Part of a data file
= = = =

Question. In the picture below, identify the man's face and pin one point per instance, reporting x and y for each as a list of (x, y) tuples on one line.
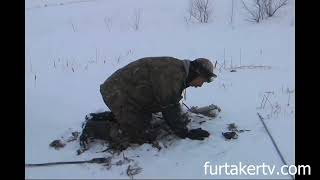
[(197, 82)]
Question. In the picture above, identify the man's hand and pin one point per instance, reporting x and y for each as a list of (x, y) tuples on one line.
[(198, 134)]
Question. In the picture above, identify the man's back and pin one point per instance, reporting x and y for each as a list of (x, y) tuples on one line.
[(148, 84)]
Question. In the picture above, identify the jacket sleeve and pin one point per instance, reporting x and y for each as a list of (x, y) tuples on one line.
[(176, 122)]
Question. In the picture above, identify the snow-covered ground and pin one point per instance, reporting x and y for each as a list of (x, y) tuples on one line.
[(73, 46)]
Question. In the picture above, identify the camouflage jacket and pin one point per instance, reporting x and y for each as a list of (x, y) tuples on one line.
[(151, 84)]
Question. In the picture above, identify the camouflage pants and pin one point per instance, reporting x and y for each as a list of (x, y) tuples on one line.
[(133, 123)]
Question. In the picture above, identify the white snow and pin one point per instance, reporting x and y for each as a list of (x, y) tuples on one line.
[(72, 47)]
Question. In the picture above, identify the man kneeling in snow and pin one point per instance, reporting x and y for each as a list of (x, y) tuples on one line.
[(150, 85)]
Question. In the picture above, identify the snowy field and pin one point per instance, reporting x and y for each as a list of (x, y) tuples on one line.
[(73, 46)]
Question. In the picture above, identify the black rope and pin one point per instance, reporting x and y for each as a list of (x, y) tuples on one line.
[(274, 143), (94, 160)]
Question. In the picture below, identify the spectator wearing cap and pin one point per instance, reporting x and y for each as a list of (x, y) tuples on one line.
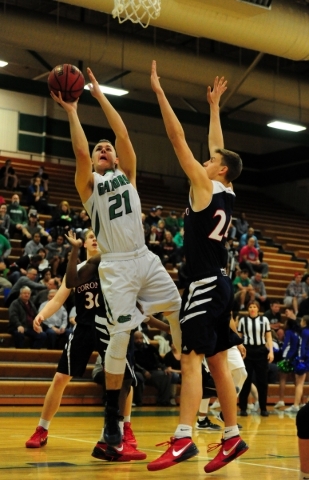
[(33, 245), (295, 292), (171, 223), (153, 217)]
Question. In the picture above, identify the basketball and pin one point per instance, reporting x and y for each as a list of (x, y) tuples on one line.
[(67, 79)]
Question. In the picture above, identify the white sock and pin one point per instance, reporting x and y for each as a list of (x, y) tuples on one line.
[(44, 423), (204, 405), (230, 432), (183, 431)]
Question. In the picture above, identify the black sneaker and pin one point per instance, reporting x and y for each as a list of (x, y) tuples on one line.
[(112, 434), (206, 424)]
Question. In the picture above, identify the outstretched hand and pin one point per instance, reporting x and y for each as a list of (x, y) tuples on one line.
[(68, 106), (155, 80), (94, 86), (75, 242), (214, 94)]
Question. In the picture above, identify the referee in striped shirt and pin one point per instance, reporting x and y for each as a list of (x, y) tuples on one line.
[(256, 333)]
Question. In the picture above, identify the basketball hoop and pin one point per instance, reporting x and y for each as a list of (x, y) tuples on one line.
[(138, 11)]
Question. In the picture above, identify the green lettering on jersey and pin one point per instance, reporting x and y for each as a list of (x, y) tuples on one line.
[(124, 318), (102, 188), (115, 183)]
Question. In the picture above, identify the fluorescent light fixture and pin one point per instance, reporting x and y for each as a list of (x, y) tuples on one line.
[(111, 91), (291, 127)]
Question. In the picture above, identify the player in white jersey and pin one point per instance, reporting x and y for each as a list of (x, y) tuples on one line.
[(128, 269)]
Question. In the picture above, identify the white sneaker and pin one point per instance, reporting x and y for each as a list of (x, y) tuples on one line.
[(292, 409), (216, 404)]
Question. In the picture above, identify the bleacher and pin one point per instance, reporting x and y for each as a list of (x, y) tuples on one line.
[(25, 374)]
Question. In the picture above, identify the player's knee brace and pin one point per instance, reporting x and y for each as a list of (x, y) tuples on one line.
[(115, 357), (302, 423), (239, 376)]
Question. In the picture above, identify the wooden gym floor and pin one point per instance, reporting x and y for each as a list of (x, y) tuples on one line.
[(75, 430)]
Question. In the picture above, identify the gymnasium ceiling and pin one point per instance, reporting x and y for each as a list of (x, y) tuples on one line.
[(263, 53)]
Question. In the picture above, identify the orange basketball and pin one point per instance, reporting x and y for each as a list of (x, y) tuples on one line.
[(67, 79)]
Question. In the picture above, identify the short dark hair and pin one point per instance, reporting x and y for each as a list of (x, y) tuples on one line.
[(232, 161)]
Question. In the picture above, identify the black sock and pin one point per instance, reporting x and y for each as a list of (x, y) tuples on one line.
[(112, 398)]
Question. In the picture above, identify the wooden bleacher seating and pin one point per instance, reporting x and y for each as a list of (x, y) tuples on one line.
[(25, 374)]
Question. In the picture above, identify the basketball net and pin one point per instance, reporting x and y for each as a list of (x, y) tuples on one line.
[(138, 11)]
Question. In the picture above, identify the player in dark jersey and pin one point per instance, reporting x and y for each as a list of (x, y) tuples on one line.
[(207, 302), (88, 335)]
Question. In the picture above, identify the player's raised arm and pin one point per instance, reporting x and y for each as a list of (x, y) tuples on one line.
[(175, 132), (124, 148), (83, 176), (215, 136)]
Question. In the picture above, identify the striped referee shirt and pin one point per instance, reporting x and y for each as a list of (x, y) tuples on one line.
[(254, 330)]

= = = =

• [What the exercise asks]:
Copy out every one of the records above word for word, leaving out the pictures.

• [Completed task]:
Question. In the picture below, identify the man's face and pin one point per instance, reporting x and y for each as a list of (x, y) tuples on one line.
[(197, 82)]
Question. In the picture above, identify the man's hand and pin one point per instance, reporting x and y for each as a list of (x, y) tuples on one line.
[(198, 134)]
Question. In the picture above, identify the man's back and pin one point per instance, reporting x and y for each as a list of (x, y) tuples on one line.
[(148, 84)]
Question. In the picture above, identify the jacket sleeve and pin one point per instance, reporting x and y for each as a list of (x, y) tuples on one line.
[(176, 122)]
Question. In the picture above, identify the snow-covered ground and pin one point per instance, reporting x and y for each as a list of (x, y) tuples on one line.
[(73, 46)]
Question. In the picture above, identify the camouflage jacket and pin one point per instance, reporting x and y for each as a list of (x, y) tuples on one line.
[(151, 84)]
Question. In the picture above, identify the camouflage pants and pin one point per instance, reporting x and y for each as a list of (x, y) tuples on one line.
[(133, 123)]
Question. In the picture above, identify the white snow and pin one point per instance, reporting x and y for each as a list of (x, y) tuples on one line.
[(72, 47)]
Question. In the picture above, identify the man kneeling in snow and pin one point per instance, reporting x and y for each as a list of (x, y) tuples on one line.
[(150, 85)]
Question. In the picture above, identify the snowy field and pin one point per instance, reporting x and y for each as a list of (x, y) tuples on one line.
[(73, 46)]
Question. In the picture above, identify the black rope and pin one point per instance, reporting x and y for each as a list of (x, y) tuples on one line.
[(274, 143), (94, 160)]
Question. In the picture below, identify the spectator wearing cap and pin one point per instance, reporting x and y for each as a list of (x, y) tuples on one line.
[(33, 245), (295, 292), (171, 223), (153, 217)]
Question. In the picture above, identify the basketball and pin one point per instance, reporting x and y for each as a list of (x, y) tuples on one line.
[(67, 79)]
Question. In the picture above, identify the white sock and pin one point per instance, reporting x and y for each as a list of (x, y) tuples on one line.
[(44, 423), (204, 405), (230, 432), (183, 431)]
Question. In the picture above, identify the black sneaker and pin one point per instance, reporting x and y for each as a list of (x, y) tuples on one line.
[(112, 434), (206, 424)]
Question. In the picture above, identify the outstretched hand and pin one point per instance, reporting x and y for each as a list of (x, y) tuples on one line.
[(68, 106), (155, 80), (94, 86), (75, 242), (214, 94)]
Question. In the picture above, identify the referee in striped shirt and pin one point per instance, reporting x and y for each as a list of (x, y) tuples on one line.
[(256, 333)]
Question. In the picture above, identify the basketball hoop and pin one point per instance, reporting x and y for each as a list of (x, y) tuples on one line.
[(138, 11)]
Question. In the picture above, identify the green lettering on jersey and pin one point per instance, reporting x and y for each as a list of (x, y) tuples on one line.
[(124, 318), (102, 188), (115, 183)]
Question. In the picture above, identify the fluorescent light fixture and pin one point per instance, reporting x and y for each as a list of (x, y) tuples on one line.
[(111, 91), (291, 127)]
Question. In the picture above, identify the player in white jersey and pin one point per instance, reporting x and y for each as a list of (x, y) tuples on one line.
[(128, 269)]
Question. In the picture above, identify the white sneaker and pin one point per instance, reporting x and y for each as a list of (x, y) tuples on one line.
[(292, 409), (216, 404)]
Question. In the picture above, identify the bleacher and pin one point per instance, reporting x and y for each as a list of (x, y) tuples on one line.
[(25, 374)]
Question. In the picture above, identify the player's knee brace and pin one point per instance, reporting x and y for each as a list of (x, y) tuples on one line.
[(115, 357), (302, 423), (239, 376)]
Question. In the picture above, identify the wooden gym floor and pin one point per instance, reporting x and y for each as a list of (x, y) tuples on one line.
[(75, 430)]
Question. In the picture above, identify the gymnasium ceiling and pin one point per instance, reporting x and y for each as a list of (x, y) tuples on one line.
[(263, 53)]
Question. In the picture above, identify the orange basketball and pin one point per instance, reporting x and y for each as a list of (x, y) tuples on one line.
[(67, 79)]
Question. In the picture above, identify the short dark hair and pin one point per instance, reporting x and y for each as a list of (x, y) tuples on one line.
[(232, 161)]
Question. In the picture above, identify the black sock and pin one point per instance, reporting x and y for each as a list of (x, y) tuples on one line.
[(112, 398)]
Question. In the picture above, identify the wooden bleacher seating and pin one point per instance, reporting x and y for each as a list of (x, y) tuples on one line.
[(25, 374)]
Question. In the picture above, identify the basketball net and pin one point per instance, reporting x and y for each as a list of (x, y) tuples on one line.
[(138, 11)]
Question. In the picture above, identify the player in dark jersey and pin one point per instance, reporting x and y for each as a list of (x, y) tuples on one line.
[(207, 302), (88, 335)]
Question. In the picture above, identify the player's raised arm and pin one point per instance, reporting x and y for each as a list of (x, y) tuples on one line.
[(175, 132), (124, 148), (83, 176), (215, 136)]
Question. In the picture above, identify the striped referee shirt and pin one point per instance, reporting x and y for each as a list of (x, y) tuples on one line.
[(254, 330)]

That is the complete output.